Records for this task:
————
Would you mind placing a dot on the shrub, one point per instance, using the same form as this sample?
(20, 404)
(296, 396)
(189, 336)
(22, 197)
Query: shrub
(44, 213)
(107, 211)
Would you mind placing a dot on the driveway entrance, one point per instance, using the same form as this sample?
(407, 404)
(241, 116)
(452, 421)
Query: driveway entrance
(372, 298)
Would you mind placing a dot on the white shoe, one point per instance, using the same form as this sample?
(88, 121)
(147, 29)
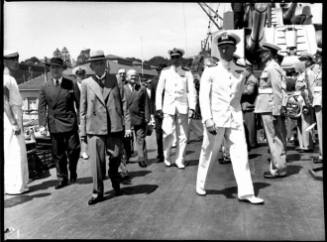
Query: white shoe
(167, 163)
(252, 199)
(200, 191)
(180, 165)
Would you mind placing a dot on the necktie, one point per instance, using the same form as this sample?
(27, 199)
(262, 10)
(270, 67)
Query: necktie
(100, 82)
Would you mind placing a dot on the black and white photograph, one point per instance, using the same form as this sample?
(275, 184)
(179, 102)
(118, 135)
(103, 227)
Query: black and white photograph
(163, 121)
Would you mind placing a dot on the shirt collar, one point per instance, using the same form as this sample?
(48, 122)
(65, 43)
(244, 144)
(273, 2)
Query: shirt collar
(226, 63)
(100, 78)
(54, 80)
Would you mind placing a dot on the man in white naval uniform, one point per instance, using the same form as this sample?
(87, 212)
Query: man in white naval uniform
(221, 89)
(177, 105)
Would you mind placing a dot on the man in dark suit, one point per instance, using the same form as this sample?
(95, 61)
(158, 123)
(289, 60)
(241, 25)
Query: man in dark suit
(58, 96)
(139, 110)
(102, 114)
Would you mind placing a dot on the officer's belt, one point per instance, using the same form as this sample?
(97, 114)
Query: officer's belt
(317, 89)
(264, 90)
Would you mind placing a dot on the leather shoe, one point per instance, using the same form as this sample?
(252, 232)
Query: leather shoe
(142, 164)
(180, 165)
(252, 199)
(316, 160)
(200, 191)
(160, 159)
(167, 163)
(61, 184)
(94, 200)
(268, 175)
(118, 192)
(73, 178)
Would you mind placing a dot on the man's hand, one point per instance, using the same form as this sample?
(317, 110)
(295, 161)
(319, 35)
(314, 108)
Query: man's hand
(16, 130)
(128, 133)
(191, 113)
(283, 111)
(42, 130)
(211, 127)
(305, 110)
(159, 113)
(84, 139)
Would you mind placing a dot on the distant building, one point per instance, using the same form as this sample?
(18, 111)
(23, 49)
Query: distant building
(30, 90)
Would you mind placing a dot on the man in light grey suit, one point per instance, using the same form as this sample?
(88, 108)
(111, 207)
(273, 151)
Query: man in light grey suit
(102, 115)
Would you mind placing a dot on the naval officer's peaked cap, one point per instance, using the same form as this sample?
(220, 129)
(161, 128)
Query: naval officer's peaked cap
(176, 52)
(270, 46)
(10, 54)
(227, 38)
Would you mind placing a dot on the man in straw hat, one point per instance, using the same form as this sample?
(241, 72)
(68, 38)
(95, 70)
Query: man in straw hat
(102, 113)
(15, 157)
(220, 93)
(57, 101)
(176, 106)
(270, 105)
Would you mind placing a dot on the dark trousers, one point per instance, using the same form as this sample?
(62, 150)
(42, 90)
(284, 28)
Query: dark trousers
(159, 137)
(140, 142)
(250, 129)
(65, 145)
(98, 147)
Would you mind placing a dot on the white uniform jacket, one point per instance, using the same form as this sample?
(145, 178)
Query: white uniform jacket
(221, 88)
(316, 85)
(175, 91)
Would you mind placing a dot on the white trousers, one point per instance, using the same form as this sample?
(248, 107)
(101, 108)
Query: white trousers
(175, 126)
(15, 157)
(235, 139)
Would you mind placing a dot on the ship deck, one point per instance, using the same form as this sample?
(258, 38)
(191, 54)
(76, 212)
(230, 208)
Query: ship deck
(160, 203)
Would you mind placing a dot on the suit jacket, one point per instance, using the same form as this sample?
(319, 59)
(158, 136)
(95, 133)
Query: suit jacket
(101, 111)
(273, 101)
(138, 105)
(59, 102)
(221, 88)
(179, 91)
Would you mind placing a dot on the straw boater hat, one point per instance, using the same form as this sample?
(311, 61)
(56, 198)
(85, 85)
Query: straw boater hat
(56, 61)
(97, 55)
(79, 70)
(176, 52)
(306, 56)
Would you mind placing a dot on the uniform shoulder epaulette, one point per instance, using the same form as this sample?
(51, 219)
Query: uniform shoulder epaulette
(213, 64)
(185, 68)
(240, 63)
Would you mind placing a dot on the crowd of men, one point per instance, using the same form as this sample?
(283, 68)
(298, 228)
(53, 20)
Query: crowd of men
(106, 115)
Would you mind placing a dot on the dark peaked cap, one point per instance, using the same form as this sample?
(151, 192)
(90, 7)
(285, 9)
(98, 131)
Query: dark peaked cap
(271, 47)
(176, 52)
(227, 38)
(10, 54)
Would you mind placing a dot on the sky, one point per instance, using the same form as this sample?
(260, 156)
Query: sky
(127, 29)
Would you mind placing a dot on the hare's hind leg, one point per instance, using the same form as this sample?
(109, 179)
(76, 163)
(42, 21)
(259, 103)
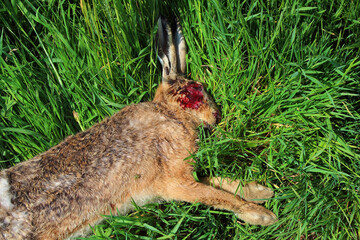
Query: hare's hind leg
(192, 191)
(252, 192)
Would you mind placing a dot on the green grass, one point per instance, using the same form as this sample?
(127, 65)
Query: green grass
(286, 74)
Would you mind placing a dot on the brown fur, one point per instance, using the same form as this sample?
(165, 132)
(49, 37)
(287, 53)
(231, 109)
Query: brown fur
(136, 154)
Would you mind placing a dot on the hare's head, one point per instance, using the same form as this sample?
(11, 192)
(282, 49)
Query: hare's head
(175, 89)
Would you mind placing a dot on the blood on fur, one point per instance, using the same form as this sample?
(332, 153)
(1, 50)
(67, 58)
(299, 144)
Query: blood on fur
(191, 96)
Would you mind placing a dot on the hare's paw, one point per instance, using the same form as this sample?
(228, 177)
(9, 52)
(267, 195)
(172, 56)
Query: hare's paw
(256, 215)
(256, 193)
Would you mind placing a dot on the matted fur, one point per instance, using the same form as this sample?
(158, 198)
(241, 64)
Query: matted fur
(136, 154)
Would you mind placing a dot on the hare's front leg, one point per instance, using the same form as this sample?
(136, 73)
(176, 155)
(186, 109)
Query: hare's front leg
(252, 192)
(192, 191)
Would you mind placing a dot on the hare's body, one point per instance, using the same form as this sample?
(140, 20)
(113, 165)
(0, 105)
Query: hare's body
(101, 170)
(136, 154)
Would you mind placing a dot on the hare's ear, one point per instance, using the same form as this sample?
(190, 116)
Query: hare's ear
(171, 48)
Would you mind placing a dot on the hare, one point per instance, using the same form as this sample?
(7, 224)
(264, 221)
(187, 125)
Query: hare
(137, 154)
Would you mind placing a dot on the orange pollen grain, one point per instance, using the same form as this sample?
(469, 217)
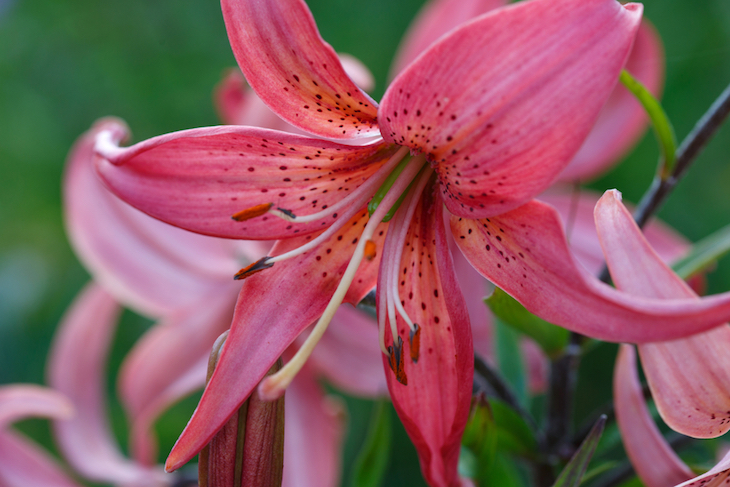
————
Assignment:
Write out the whole listing exactly. Pictures stay out.

The answer:
Would you mind placing a dot on the shrub, one point per instance, using the same form as this sample?
(20, 404)
(296, 396)
(189, 336)
(22, 197)
Query: shrub
(44, 213)
(107, 211)
Would you mind placing a dot on the driveway entrance, one point per instance, using the same form as this sample?
(407, 404)
(241, 116)
(452, 421)
Query: driveway entrance
(372, 298)
Would you mind placing a dot on the white shoe, one point per instance, using the same form as this sample?
(88, 121)
(147, 29)
Query: white shoe
(167, 163)
(252, 199)
(200, 191)
(180, 165)
Would you mind placing a dot on the necktie, one point per instance, using the same form as this sample?
(27, 199)
(262, 10)
(270, 67)
Query: necktie
(100, 82)
Would you mind placing a dot on the black and white photograph, one point per instance, using the same form as this sample?
(275, 184)
(179, 102)
(118, 135)
(103, 227)
Query: black and white photograph
(163, 121)
Would you mind placing a dot on the shirt collar, one point per instance, using the same form as this sample?
(48, 122)
(65, 43)
(244, 144)
(273, 2)
Query: shirt collar
(226, 63)
(100, 78)
(54, 80)
Would you mind placing a dot on the man in white naval uniform, one point per instance, using the same form as this sample?
(87, 212)
Query: man in white naval uniform
(221, 89)
(177, 105)
Would you mind placing a dot on the man in dark suit, one point per instance, using the same form as this sample?
(95, 61)
(158, 123)
(289, 60)
(241, 25)
Query: man in dark suit
(58, 96)
(139, 110)
(102, 114)
Would you mind placing a dot on the officer's belt, one point per instance, using the same form as this sample?
(97, 114)
Query: officer's belt
(317, 89)
(264, 90)
Would you mind placing a dot on the leather shoe, one point per instance, using the same form as this sample?
(252, 232)
Query: leather shoe
(142, 164)
(180, 165)
(252, 199)
(316, 160)
(200, 191)
(160, 159)
(167, 163)
(61, 184)
(94, 200)
(268, 175)
(118, 192)
(73, 178)
Would you mind placing a dot on the man's hand, one point per instance, using the same form as this sample?
(317, 110)
(295, 161)
(319, 35)
(314, 108)
Query: man's hand
(16, 130)
(128, 133)
(191, 113)
(283, 111)
(42, 130)
(211, 127)
(305, 110)
(159, 113)
(84, 139)
Would you mind placing a dot on the distant building, one point per instance, using the same form as this sample?
(18, 111)
(23, 49)
Query: distant building
(30, 90)
Would you mind placing a dot on the man in light grey suit, one point per instance, using the same form as this sample?
(88, 108)
(111, 207)
(273, 151)
Query: man in light grey suit
(102, 115)
Would you mind placing a dot on the naval officer's peaked cap, one point per instance, using the same form as this sample?
(220, 129)
(161, 128)
Query: naval officer's peaked cap
(176, 52)
(270, 46)
(10, 54)
(227, 38)
Would you mind placing a dot on the man in straw hat, one point per instance, using the same form as this sample?
(241, 72)
(68, 38)
(95, 70)
Query: man in straw hat
(102, 113)
(15, 157)
(220, 93)
(57, 101)
(176, 106)
(270, 105)
Would you mind placing a dot on the dark trousers, one point per instance, using the same form as this sample?
(62, 150)
(42, 90)
(284, 28)
Query: dark trousers
(159, 137)
(140, 142)
(250, 129)
(65, 145)
(98, 147)
Would you mind placing a dot on the white uniform jacket, one point per instance, using the same form as this sample?
(145, 178)
Query: white uniform jacket
(221, 88)
(316, 85)
(175, 91)
Would you mind placing a dot on the white trousers, one point per instance, using the same form as this sample?
(248, 107)
(101, 108)
Query: white trousers
(175, 126)
(15, 157)
(235, 139)
Would you mind placing a dot on the ship deck, one point per instance, using the same form as this sample?
(258, 38)
(191, 54)
(76, 212)
(230, 208)
Query: ship deck
(160, 203)
Would you mind placing a dot on the suit jacket, one point per instance, using the same form as this sample?
(319, 59)
(158, 136)
(95, 133)
Query: suit jacket
(101, 111)
(273, 101)
(138, 105)
(59, 102)
(221, 88)
(179, 91)
Would you mind placing a dot on the straw boater hat, one point per instance, using the same form as this sample?
(311, 61)
(56, 198)
(85, 85)
Query: straw boater hat
(56, 61)
(97, 55)
(79, 70)
(176, 52)
(306, 56)
Would you mind placing a dot on the uniform shoulder epaulette, one point per instance, using the same form as this sample?
(51, 219)
Query: uniform shoulder epaulette
(213, 64)
(185, 68)
(240, 63)
Would you mind placing a dot on the crowd of men, one point per instance, using the same form as this sample?
(283, 68)
(298, 228)
(53, 20)
Query: crowd of men
(106, 115)
Would you mind placing a dot on the dark peaked cap, one point per instance, using the same form as this sample?
(151, 192)
(90, 7)
(285, 9)
(98, 131)
Query: dark peaked cap
(271, 47)
(176, 52)
(227, 38)
(10, 54)
Would you mind placing a dot on the sky, one point per instance, using the same form as this sample?
(260, 156)
Query: sky
(127, 29)
Would you mind placing a dot on the hare's hind leg, one point per instance, using the same form as this sample?
(109, 179)
(76, 163)
(42, 21)
(259, 103)
Query: hare's hind leg
(192, 191)
(252, 192)
Would you mind placing a dot on the green grass, one point per instance, using the same form as this sample?
(127, 65)
Query: green grass
(286, 74)
Would you mind placing a dot on the brown fur, one point per instance, using the same form as this sample?
(165, 132)
(49, 37)
(287, 53)
(231, 109)
Query: brown fur
(136, 154)
Would you mind placing a dot on the hare's head, one point per instance, using the same form as this sample?
(11, 192)
(282, 49)
Query: hare's head
(175, 89)
Would you mind placing a dot on the blood on fur, one point per instance, using the same form as this sample?
(332, 153)
(1, 50)
(67, 58)
(299, 144)
Query: blood on fur
(191, 96)
Would you mind placing a dot on the hare's paw, one point per instance, using the same form as this sample?
(228, 177)
(9, 52)
(267, 195)
(172, 56)
Query: hare's paw
(256, 215)
(256, 193)
Would you mind placing a dot on the matted fur, one point per instance, using the same form as this sample?
(158, 198)
(241, 64)
Query: matted fur
(136, 154)
Would you mind placing a dot on the hare's front leg, one point per instance, using the same form as this sample?
(136, 73)
(176, 155)
(186, 109)
Query: hare's front leg
(252, 192)
(192, 191)
Would you mind placing a dot on the hare's body, one point per instance, using the same form as this sample?
(140, 20)
(113, 165)
(0, 105)
Query: hare's body
(101, 170)
(136, 154)
Would you mind placing a dot on the hare's ear, one point per instance, using the same form as this sample?
(190, 116)
Query: hare's ear
(171, 48)
Would you mind placing a dot on the hare, one point per instance, using the same form as this sample?
(7, 224)
(264, 221)
(187, 125)
Query: hare
(137, 154)
Would you mind placing a dot on the orange pollen grain, one point per instance, using the same form as this sample?
(469, 217)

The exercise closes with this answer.